> What this task involves: Only the pictures stay out; every record is to be quoted exactly.
Segment Start: Extracted records
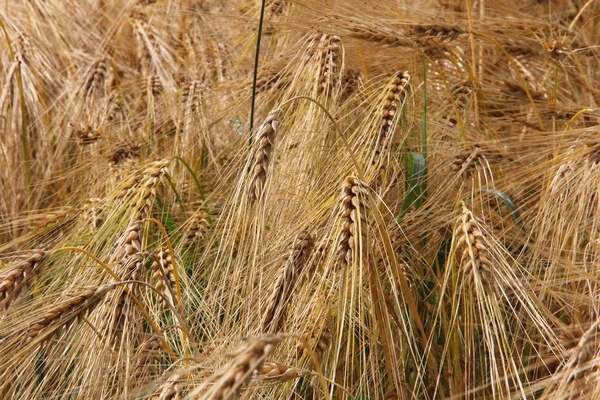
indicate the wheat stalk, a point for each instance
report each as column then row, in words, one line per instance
column 352, row 212
column 170, row 389
column 261, row 155
column 228, row 381
column 147, row 356
column 472, row 251
column 280, row 372
column 73, row 307
column 283, row 287
column 163, row 273
column 13, row 279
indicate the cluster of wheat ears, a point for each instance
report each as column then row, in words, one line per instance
column 299, row 199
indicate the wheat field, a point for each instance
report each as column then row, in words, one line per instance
column 299, row 199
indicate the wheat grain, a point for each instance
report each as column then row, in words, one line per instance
column 280, row 372
column 147, row 356
column 352, row 211
column 261, row 155
column 13, row 279
column 228, row 381
column 283, row 287
column 473, row 254
column 164, row 274
column 197, row 229
column 171, row 389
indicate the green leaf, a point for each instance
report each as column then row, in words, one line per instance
column 508, row 203
column 416, row 185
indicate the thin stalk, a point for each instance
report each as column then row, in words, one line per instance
column 258, row 37
column 191, row 171
column 172, row 253
column 24, row 132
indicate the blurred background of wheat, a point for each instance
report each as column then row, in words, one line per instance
column 414, row 215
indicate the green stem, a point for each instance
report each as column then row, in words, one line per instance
column 191, row 171
column 259, row 35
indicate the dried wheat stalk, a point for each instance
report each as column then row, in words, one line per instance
column 473, row 254
column 261, row 155
column 469, row 161
column 228, row 381
column 93, row 212
column 129, row 263
column 283, row 287
column 331, row 65
column 171, row 389
column 95, row 78
column 70, row 309
column 146, row 193
column 148, row 355
column 392, row 108
column 197, row 228
column 13, row 279
column 580, row 363
column 123, row 151
column 352, row 203
column 280, row 372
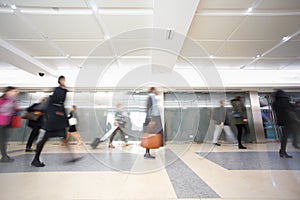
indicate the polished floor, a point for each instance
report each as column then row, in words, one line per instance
column 180, row 171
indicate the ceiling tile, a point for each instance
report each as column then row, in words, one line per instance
column 269, row 64
column 12, row 27
column 47, row 3
column 295, row 65
column 67, row 26
column 120, row 24
column 267, row 27
column 59, row 64
column 199, row 48
column 288, row 49
column 213, row 27
column 244, row 49
column 279, row 5
column 124, row 4
column 230, row 63
column 225, row 5
column 36, row 48
column 86, row 47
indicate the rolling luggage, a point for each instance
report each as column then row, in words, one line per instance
column 97, row 141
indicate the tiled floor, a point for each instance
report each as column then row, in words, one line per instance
column 180, row 171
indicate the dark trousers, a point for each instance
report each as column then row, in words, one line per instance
column 3, row 140
column 115, row 132
column 240, row 128
column 41, row 144
column 33, row 135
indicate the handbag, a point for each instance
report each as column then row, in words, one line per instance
column 151, row 141
column 16, row 121
column 34, row 116
column 72, row 121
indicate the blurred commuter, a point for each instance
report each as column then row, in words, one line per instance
column 73, row 121
column 35, row 125
column 239, row 118
column 56, row 120
column 8, row 107
column 296, row 141
column 221, row 120
column 120, row 122
column 285, row 118
column 153, row 115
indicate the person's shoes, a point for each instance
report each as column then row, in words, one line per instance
column 6, row 159
column 148, row 156
column 37, row 163
column 29, row 150
column 242, row 147
column 283, row 154
column 297, row 146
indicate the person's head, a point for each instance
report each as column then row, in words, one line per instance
column 73, row 107
column 119, row 106
column 153, row 90
column 62, row 81
column 222, row 102
column 44, row 99
column 238, row 98
column 11, row 92
column 280, row 93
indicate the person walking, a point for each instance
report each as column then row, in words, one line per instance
column 35, row 125
column 284, row 115
column 240, row 120
column 56, row 120
column 120, row 122
column 8, row 107
column 73, row 121
column 221, row 120
column 153, row 115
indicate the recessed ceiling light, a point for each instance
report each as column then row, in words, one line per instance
column 13, row 6
column 286, row 38
column 94, row 8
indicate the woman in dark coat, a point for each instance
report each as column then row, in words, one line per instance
column 35, row 125
column 239, row 118
column 284, row 113
column 56, row 120
column 153, row 115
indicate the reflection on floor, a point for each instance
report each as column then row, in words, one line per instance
column 180, row 171
column 254, row 160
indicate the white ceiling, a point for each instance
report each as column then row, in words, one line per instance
column 62, row 34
Segment End: Extracted records
> Solution to the exercise:
indicate the wheat stalk, a point for each instance
report each as column then row, in words, one line per instance
column 352, row 212
column 170, row 389
column 261, row 155
column 228, row 381
column 147, row 356
column 472, row 251
column 280, row 372
column 73, row 307
column 283, row 287
column 163, row 273
column 13, row 279
indicate the cluster of wheat ears, a point for each instance
report each as column then row, in words, one line per instance
column 299, row 199
indicate the wheat field, a point for each instance
report each as column then row, in words, one line per instance
column 299, row 199
indicate the wheat grain, a point for each instance
report each as column then row, in words, one line per instance
column 280, row 372
column 147, row 356
column 352, row 211
column 261, row 155
column 13, row 279
column 228, row 381
column 283, row 287
column 473, row 254
column 164, row 274
column 197, row 229
column 171, row 389
indicate the green leaf, a point for each instance
report each as column then row, in words, one line per instance
column 508, row 203
column 416, row 185
indicate the thin stalk, a point for each instance
report each as column then row, in words, one line per instance
column 258, row 37
column 191, row 171
column 172, row 253
column 24, row 132
indicate the blurred background of wheat, a point for each instance
report each as column then row, in words, one line per instance
column 414, row 215
indicate the green stem, a point for each instance
report each as column then row, in words, one line per instance
column 191, row 171
column 259, row 35
indicate the dried wheat stalk, a point for each instance
report each as column then row, in words, one line per instance
column 473, row 254
column 261, row 155
column 469, row 161
column 228, row 381
column 93, row 212
column 129, row 263
column 283, row 287
column 331, row 65
column 171, row 389
column 95, row 78
column 70, row 309
column 146, row 193
column 148, row 355
column 392, row 108
column 197, row 228
column 13, row 279
column 580, row 363
column 123, row 151
column 352, row 203
column 280, row 372
indicate the polished floor, a point for each instance
report each as column then row, in words, one line per instance
column 180, row 171
indicate the ceiling tile, a point for each instance
report each as column then row, in words, one line per instance
column 269, row 64
column 12, row 27
column 47, row 3
column 295, row 65
column 67, row 26
column 120, row 24
column 267, row 27
column 59, row 64
column 199, row 48
column 288, row 49
column 213, row 27
column 244, row 49
column 279, row 5
column 124, row 4
column 230, row 63
column 225, row 5
column 36, row 48
column 86, row 47
indicate the rolling luggage, a point for each instance
report each as column then row, in words, one line per instance
column 97, row 141
indicate the tiled floor, a point for each instance
report each as column then row, in words, one line per instance
column 180, row 171
indicate the dark trousers, a point for each instance
report each as column then row, in words, one line per instance
column 3, row 140
column 115, row 132
column 240, row 128
column 41, row 144
column 33, row 135
indicate the handbag, a point for each instance
report each as column then row, in words, one line per instance
column 151, row 141
column 16, row 121
column 34, row 116
column 72, row 121
indicate the blurred commuter, a point for each instance
report each as column then row, in words, one line per instance
column 73, row 121
column 35, row 125
column 239, row 118
column 56, row 120
column 8, row 107
column 296, row 141
column 221, row 120
column 120, row 122
column 285, row 118
column 153, row 115
indicate the person's shoes, a point for each instance
report each as column then row, in words, one line per instance
column 6, row 159
column 148, row 156
column 37, row 163
column 29, row 150
column 242, row 147
column 283, row 154
column 297, row 146
indicate the person's head, a point for each instance
report each as column then row, in words, one line per instance
column 73, row 107
column 119, row 106
column 153, row 90
column 62, row 81
column 222, row 102
column 44, row 99
column 238, row 98
column 11, row 92
column 280, row 93
indicate the person walking, a point for each instance
report each as column then row, in words, one line per instance
column 35, row 125
column 284, row 115
column 240, row 120
column 56, row 120
column 120, row 122
column 8, row 107
column 73, row 121
column 221, row 120
column 153, row 115
indicate the recessed ceiling light, a point for each instance
report each as column then row, in words, one line per instance
column 13, row 6
column 286, row 38
column 94, row 8
indicate the woman in dark coat, a point for each instance
report each as column then row, in words, one line per instance
column 35, row 125
column 239, row 118
column 284, row 113
column 56, row 120
column 153, row 115
indicate the reflection on floor, a point for each instance
report each as column then row, in words, one line per instance
column 180, row 171
column 254, row 160
indicate the white ceiling, a point for each instance
report each as column then row, in words, one line per instance
column 62, row 34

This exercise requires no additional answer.